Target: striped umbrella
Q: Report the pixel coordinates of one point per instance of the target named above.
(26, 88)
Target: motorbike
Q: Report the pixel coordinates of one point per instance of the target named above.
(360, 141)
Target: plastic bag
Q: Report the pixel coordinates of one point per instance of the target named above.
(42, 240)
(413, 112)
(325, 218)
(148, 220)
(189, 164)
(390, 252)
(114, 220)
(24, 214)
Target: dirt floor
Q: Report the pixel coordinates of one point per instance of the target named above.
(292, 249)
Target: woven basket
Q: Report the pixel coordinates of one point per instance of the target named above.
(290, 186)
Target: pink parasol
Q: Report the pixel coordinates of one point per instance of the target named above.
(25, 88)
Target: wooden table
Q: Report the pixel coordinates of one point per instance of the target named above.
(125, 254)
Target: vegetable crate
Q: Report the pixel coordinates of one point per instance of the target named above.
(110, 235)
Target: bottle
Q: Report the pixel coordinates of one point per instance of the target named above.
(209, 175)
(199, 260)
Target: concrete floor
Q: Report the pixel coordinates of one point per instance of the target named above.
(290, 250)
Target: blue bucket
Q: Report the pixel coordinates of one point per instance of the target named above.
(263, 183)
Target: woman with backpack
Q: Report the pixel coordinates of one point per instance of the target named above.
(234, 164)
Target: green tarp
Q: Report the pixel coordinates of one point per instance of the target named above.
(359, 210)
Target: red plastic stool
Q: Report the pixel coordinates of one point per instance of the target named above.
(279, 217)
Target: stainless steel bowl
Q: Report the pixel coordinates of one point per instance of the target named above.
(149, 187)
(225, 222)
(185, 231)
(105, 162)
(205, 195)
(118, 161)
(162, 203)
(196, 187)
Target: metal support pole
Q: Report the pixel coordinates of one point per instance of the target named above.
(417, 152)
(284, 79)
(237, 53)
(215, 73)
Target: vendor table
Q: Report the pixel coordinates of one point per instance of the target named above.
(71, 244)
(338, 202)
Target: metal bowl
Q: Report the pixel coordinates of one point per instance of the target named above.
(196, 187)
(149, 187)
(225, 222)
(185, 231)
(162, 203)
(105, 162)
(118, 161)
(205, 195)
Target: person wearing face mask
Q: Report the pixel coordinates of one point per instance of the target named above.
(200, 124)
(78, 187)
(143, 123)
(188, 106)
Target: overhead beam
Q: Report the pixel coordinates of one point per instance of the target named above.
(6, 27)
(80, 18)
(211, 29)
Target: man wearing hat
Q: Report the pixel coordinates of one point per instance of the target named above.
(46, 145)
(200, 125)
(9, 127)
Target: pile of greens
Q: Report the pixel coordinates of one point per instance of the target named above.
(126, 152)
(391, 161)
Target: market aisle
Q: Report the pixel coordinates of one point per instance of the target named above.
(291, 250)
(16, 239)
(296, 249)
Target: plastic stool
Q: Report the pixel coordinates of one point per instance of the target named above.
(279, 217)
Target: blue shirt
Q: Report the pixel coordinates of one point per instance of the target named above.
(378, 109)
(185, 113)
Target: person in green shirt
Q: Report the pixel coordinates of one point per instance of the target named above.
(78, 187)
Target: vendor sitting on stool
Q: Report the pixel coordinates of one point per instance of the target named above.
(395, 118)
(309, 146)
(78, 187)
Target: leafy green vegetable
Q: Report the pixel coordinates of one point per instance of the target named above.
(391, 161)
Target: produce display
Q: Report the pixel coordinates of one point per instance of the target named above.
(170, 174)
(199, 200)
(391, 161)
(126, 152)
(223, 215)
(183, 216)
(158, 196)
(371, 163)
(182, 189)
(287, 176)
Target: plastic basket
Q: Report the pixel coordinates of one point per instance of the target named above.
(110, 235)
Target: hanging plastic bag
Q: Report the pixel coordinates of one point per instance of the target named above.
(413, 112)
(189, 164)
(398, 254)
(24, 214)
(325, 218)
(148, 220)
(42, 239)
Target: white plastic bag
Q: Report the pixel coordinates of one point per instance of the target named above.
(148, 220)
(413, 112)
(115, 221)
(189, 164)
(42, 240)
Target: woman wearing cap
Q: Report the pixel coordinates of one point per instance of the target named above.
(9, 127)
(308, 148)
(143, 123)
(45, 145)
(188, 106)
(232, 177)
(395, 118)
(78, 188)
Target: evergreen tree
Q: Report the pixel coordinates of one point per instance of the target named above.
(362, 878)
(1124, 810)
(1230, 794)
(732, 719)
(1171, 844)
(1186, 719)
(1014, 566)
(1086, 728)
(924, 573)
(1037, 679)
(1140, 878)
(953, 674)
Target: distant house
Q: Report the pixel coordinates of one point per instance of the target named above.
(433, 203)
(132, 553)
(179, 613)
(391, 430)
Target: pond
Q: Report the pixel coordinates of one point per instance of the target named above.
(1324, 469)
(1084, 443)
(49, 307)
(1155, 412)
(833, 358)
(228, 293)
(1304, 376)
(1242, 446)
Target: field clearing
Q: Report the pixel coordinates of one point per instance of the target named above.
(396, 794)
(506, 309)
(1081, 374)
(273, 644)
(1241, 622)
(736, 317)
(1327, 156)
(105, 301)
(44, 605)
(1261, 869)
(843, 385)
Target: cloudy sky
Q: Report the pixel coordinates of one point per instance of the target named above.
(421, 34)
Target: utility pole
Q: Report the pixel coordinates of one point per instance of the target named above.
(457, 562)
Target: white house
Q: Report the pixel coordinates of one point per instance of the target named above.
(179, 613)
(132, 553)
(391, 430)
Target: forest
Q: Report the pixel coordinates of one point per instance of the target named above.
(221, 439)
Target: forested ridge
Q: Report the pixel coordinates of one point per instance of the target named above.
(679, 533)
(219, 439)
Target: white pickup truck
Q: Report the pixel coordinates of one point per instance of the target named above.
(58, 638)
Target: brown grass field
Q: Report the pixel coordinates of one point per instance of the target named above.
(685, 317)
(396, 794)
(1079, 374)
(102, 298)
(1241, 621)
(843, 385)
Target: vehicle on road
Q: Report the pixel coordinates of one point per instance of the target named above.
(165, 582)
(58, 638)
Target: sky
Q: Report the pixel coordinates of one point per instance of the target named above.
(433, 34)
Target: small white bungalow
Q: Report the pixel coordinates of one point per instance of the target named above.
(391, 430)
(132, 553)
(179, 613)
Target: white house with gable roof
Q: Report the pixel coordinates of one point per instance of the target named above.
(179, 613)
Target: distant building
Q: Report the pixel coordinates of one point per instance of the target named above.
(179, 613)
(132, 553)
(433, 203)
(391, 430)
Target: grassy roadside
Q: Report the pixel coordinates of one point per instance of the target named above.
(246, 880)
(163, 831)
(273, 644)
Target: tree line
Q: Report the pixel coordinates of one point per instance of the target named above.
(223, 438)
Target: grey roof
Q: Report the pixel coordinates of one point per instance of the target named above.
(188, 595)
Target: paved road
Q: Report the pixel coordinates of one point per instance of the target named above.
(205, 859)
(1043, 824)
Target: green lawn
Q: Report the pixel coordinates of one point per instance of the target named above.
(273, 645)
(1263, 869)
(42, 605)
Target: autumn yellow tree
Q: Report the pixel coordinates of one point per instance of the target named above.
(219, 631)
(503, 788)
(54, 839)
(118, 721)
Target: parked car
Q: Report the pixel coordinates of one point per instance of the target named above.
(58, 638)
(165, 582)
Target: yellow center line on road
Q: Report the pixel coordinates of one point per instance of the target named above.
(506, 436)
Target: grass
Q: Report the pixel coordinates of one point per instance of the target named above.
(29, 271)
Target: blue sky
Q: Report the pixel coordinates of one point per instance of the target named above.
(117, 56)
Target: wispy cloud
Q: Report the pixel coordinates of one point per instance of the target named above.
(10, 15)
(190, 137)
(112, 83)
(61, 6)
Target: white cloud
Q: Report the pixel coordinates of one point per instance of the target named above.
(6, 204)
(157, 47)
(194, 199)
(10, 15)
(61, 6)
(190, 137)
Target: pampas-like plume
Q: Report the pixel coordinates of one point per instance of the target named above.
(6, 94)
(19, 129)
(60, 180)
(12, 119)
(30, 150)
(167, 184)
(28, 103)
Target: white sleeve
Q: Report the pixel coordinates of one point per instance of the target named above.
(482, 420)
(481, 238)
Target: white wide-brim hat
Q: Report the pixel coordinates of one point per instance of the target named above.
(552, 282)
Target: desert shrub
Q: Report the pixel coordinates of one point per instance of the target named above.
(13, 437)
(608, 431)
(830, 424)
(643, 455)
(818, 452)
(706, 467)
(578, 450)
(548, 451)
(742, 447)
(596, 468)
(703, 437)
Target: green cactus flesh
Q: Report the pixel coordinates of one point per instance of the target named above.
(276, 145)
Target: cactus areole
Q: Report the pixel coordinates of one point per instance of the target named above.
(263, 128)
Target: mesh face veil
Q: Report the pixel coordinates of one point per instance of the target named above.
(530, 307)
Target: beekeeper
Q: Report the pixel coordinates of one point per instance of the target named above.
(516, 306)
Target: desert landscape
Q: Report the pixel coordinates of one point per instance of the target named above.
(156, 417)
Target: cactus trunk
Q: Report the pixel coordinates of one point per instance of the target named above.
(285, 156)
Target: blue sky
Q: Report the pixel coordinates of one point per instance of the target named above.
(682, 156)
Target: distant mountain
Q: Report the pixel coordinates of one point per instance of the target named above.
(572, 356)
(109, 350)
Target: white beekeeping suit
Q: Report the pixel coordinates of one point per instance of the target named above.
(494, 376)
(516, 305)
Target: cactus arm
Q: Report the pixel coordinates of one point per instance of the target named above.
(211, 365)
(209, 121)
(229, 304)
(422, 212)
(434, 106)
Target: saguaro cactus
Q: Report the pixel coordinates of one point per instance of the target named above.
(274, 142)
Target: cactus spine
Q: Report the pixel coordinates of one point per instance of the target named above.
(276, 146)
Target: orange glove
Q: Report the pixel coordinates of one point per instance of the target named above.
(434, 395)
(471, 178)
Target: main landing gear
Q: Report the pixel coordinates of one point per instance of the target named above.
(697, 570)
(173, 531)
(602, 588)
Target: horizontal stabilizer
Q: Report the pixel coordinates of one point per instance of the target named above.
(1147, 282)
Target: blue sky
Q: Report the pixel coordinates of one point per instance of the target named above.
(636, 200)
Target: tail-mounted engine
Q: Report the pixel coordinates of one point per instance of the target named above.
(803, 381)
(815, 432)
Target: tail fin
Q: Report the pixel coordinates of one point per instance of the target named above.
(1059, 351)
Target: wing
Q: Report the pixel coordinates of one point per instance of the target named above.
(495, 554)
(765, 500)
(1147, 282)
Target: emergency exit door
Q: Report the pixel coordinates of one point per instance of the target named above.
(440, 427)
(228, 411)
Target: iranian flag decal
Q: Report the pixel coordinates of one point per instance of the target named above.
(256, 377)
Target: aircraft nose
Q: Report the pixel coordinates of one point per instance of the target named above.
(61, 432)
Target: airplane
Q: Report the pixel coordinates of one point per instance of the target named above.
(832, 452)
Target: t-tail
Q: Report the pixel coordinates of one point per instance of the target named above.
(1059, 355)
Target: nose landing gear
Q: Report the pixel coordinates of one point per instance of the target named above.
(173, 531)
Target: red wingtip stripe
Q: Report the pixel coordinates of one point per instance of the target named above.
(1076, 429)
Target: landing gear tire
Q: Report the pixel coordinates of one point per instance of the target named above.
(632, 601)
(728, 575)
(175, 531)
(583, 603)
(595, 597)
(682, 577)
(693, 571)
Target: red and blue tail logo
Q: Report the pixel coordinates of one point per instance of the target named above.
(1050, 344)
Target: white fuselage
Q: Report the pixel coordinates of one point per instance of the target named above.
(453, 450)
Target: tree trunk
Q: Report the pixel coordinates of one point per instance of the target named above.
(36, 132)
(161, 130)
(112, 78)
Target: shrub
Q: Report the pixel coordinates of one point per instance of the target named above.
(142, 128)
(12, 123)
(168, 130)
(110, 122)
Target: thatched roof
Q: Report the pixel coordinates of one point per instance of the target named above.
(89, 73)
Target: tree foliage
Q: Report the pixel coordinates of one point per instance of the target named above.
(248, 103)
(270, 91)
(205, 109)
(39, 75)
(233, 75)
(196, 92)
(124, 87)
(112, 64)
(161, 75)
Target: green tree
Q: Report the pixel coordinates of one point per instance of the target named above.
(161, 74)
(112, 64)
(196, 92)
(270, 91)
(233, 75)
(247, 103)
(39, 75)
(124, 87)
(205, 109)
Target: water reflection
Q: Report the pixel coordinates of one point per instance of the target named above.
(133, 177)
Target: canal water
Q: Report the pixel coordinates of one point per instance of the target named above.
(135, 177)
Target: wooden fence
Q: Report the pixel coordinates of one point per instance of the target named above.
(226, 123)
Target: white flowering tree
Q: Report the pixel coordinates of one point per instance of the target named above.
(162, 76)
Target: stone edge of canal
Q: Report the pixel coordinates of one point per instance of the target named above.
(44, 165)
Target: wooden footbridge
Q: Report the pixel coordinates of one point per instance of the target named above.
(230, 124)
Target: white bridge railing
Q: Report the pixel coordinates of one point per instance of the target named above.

(INSTRUCTIONS FOR THE TASK) Return, unchanged, every line of the data from the line containing "Target: white bridge railing" through the end of the data, including both the first and the last line.

(SOLUTION TO THIS TASK)
Target: white bridge railing
Q: Report the pixel coordinates of one point per instance of the target named above.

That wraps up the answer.